START Given text

Member of the Sejm
- In office 2001–2005

Personal details
- Born: 19 May 1959 (age 67) Warsaw, Poland
- Alma mater: University of Warsaw

= Marta Fogler =

Marta Fogler (born 19 May 1959 in Warsaw) is a Polish politician who served as a member of the Sejm.

== Biography ==
Marta Halina Fogler was born on 19 May 1959 in Warsaw. She graduated from university in 1987 at the Philology department of the University of Warsaw. In 1980–1981, she led the Independent Students' Association at her department. In 1994–2001, she was a member of the Warsaw City Council, she also chaired the Polish section of the European Union of Women. In her political career, she belonged to several centrist parties: the Democratic Union, Freedom Union, Conservative People's Party and Civic Platform. In 1997, she unsuccessfully ran for the Sejm on the electoral list of the Freedom Union. In 2001, she was elected to the Sejm on the list of the Civic Platform in the Warsaw electoral district. She represented the Sejm at the Convention on the Future of Europe. In 2003, she was temporarily removed from the Civic Platform parliamentary club, although she was restored when the allegations against her were dismissed. She did not run for reelection in 2005. In 2006, she was the leader of the Self-Governing Mazowsze list to the Masovian Voivodeship Sejmik, but the list was invalidated before election day. She remained a member of the Civic Platform, in 2019 again running unsuccessfully for a seat in the Sejm on the list of the Civic Coalition in Nowy Sącz electoral district.

END Given text
START Data section

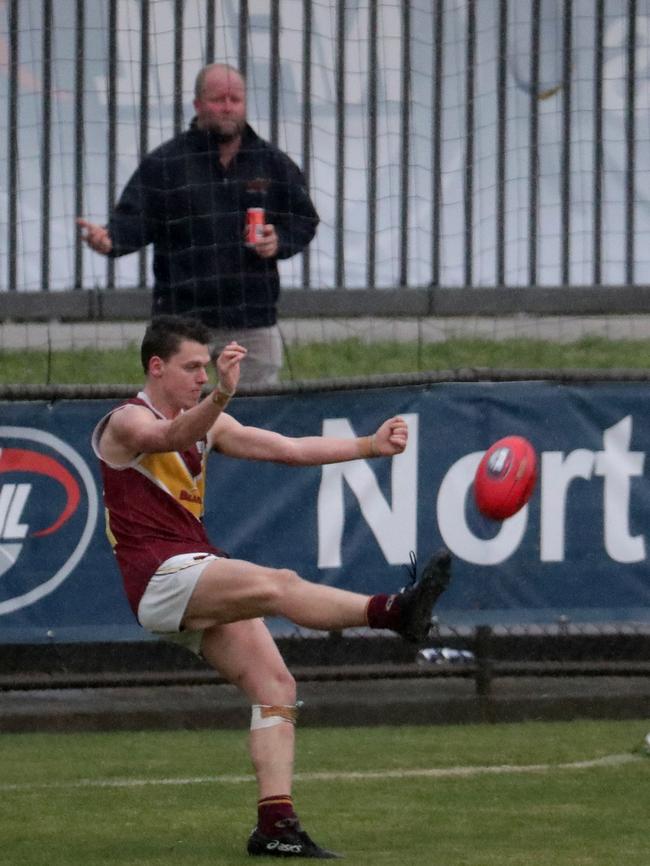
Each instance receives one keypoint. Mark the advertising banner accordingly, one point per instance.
(577, 550)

END Data section

_Problems_:
1 – In the Marta Fogler biography, reproduce the passage between "Personal details" and "of the Sejm.", inclusive, substituting "Kraków" for "Warsaw".
2 – Name every political party that the Marta Fogler biography says she belonged to.

_Answers to the exercises_:
1 –
Personal details
- Born: 19 May 1959 (age 67) Kraków, Poland
- Alma mater: University of Kraków

= Marta Fogler =

Marta Fogler (born 19 May 1959 in Kraków) is a Polish politician who served as a member of the Sejm.

2 – Democratic Union, Freedom Union, Conservative People's Party, Civic Platform